Tarefas obrigatórias:
a – Segundo o trecho exibido, o que não existe para que a mulher-mãe possa criar os filhos mantendo a sanidade mental?
b – Retome o texto sobre o desamparo materno e prossiga a partir da última frase do trecho exibido.
*** Trecho exibido
A felicidade não é a regra

E entenda, isso não é sobre você. Individualmente. Não é sobre você que nunca teve uma gravidez indesejada nunca ficou desesperada sem saber o que fazer. Ou seu parto humanizado. Ou sobre seu marido bacanão, que ainda está aí, assumiu os próprios filhos e ainda troca a fralda deles. Ou sobre seu chefe legal que te libera mais cedo para você pegar seus filhos naquela creche Montessori. Todas essas coisas existem sim, mas infelizmente. estão longe de ser a regra. Esse texto é sobre o desamparo materno. Sobre não haver nenhum sistema estrutural de apoio a uma mulher-mãe, para que ela possa criar seus filhos mantendo sua sanidade mental. Mantendo algum nível de felicidade.

As mães estão infelizes. Mães se sentem inseguras o tempo inteiro. Porque não podem, simplesmente não podem, contar com 100% de certeza com nenhum tipo de apoio em nenhuma área. Não temos segurança mínima se vamos conseguir uma boa gestação, um bom parto, se o companheiro será realmente um bom companheiro, se vamos conseguir sustentar os filhos, se vamos conseguir bons médicos, se a informação que recebemos é segura, se vamos ter apoio para amamentar, se o trabalho vai nos aceitar, ou se vamos conseguir trabalho, onde vamos deixar os filhos e se ele estará seguro, se conseguiremos bons médicos, acesso a remédios, acesso a boa informação, acesso a boa alimentação, acesso a opções de lazer. Não há espaço de segurança para crianças, não há leis que regulem e protejam e garantam o exercício da maternagem sem a exploração da mulher. Sem a imposição da disponibilidade feminina para cuidar e sua conformidade em não ser cuidada.
******
*** Dados de origem
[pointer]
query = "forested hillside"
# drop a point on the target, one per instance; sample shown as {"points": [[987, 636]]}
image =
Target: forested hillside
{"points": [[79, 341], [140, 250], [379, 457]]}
******
*** Dados de origem
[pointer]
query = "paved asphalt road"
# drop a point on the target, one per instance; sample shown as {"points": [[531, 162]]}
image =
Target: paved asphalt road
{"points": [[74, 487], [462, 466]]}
******
Conjunto de respostas:
a – Nenhum sistema estrutural de apoio à mulher-mãe.

b –
É muito cruel sermos educadas para cuidar de tudo, e nunca para “dar trabalho”. Nós mulheres nunca “damos trabalho”, apenas tomamos todo o trabalho do mundo pra executarmos. E ninguém está segurando essa onda. Mulheres mentem dizendo que está tudo bem e que dão conta. Mentem para os outros. Mentem para si mesmas. Porque fomos ensinadas que é pra isso que servimos. Porque não tem nenhuma opção mesmo. É muito mais profundo que romantização da maternidade.

As mulheres-mães estão doentes, depressivas, estressadas, solitárias. Suportando casamentos fracassados e relacionamentos abusivos por falta de suporte para sustentarem seus filhos. As mulheres estão em sub-empregos, se prostituindo para alimentar suas crias. Estão interrompendo seus estudos. Estão o tempo inteiro tendo que escolher entre si mesmas e os filhos e sendo julgadas por isso. Contando com a sorte para cuidarem das crias porque não há políticas públicas sérias e eficazes para apoiar a maternagem. Dizem que as mães são sagradas, crianças são anjos. Isso é mentira. Ninguém se importa de verdade com mulheres e seus filhos. Não há nenhuma rede de apoio estrutural que apoie mães. Mulheres-mães e seus filhos são vítimas sistemáticas de todo tipo de violência. Ninguém se importa.

A única coisa que uma mãe pode contar, de fato, é com a sorte.